--- Start of ARTICLE ---
I am a sports jock and have always taken interest in it. I have participated in school sports even from the very 1st grade. I play football quite well. I am in the school's football team as well. But it is not only football that I play, I tend to play any sport that I get a chance.

For this year's sports, a friend of mine gave his name for javelin throw. I accompanied him to his practice where I tried playing it as well. I quite enjoyed it and somehow my friend convinced me to give my name for javelin throw in the sport's day.

I take every sport seriously. I try my best to play well and so I could not take this casually. I started practicing for javelin throw. A game is not just learning to play on the field, there is a lot theory behind it. Understanding and applying it, is very important to perfect a game.

I had to do the same with javelin throw. Field practice would be perfect only if I could master the theoretical concept. So, I started finding out information about this sport. There was science to it and I read all available information with great interest. I came to know about the spear and quite a number of tips about the game, but I could not get the answer to the question that bothered me the most.

While practicing on field, I at times found it difficult to manage during wind and I also had no idea about the angle of projection. The question that I was trying to find was that to what extent the angle of projection of spear during javelin throw and wind speed acting in horizontal direction as that of the projection of the spear, affect the range of the projectile.

So, I have decided to research on the above stated question and this is what the IA is all about.

The main motive of this IA is to study the trajectory of Javelin throw and explore the effect of angle of projection of the throw in winning the game. As javelin is played in open field, air resistance and air current are two uncontrolled variable that may affect the game. Thus, another motive of this IA, in addition to the study of angle of projection, is to investigate the effect of wind current in a direction same as that of the direction of horizontal motion of javelin throw and that of the opposite direction as well. Finally, I will find the effect of air resistance in the trajectory of Javelin Throw.

To what extent does the angle of projection of javelin throw, wind speed acting in horizontal direction as that of the projection of javelin, and air resistance affect the range of the projectile (javelin)?

Javelin throw is one of the most watched and interesting games in athletics. The winning factor of the game is the distance the javelin has covered in a single throw. The one whose range of javelin throw is maximum, wins the game. In the game, there are several parameters on which the range of the javelin depends. It depends on the initial velocity of throw and also the direction of projection. We know that, maximum the initial velocity of throw will be, more the distance the javelin will cover but the effect of angle of projection will be studied in this IA. As, with stepper angle of projection, the javelin cannot cover a larger distance and same for flatter angle of projection. A few equations of motion in physics are very essential in this IA. The relationship between displacement and time will be extensively used in the process of calculation and thus it is shown below:

\(s = ut +\frac{1}{2}at^2\)………(1)
--- End of ARTICLE ---
**WORK REQUIRED**
Answer these questions about the javelin throw text:
(a) Which sport does the writer say they play quite well and have a place on the school team for?
(b) Who convinced the writer to enter javelin throw on sports day?
(c) Which two uncontrolled variables does the text name for a game played in an open field?
--- Start of INFORMATION SHOWN ---
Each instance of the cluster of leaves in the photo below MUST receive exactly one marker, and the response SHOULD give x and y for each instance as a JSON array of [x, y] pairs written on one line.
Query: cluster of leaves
--- End of INFORMATION SHOWN ---
**EXERCISE RESULT**
(a) Football.
(b) A friend of the writer's, who had entered javelin throw himself.
(c) Air resistance and air current.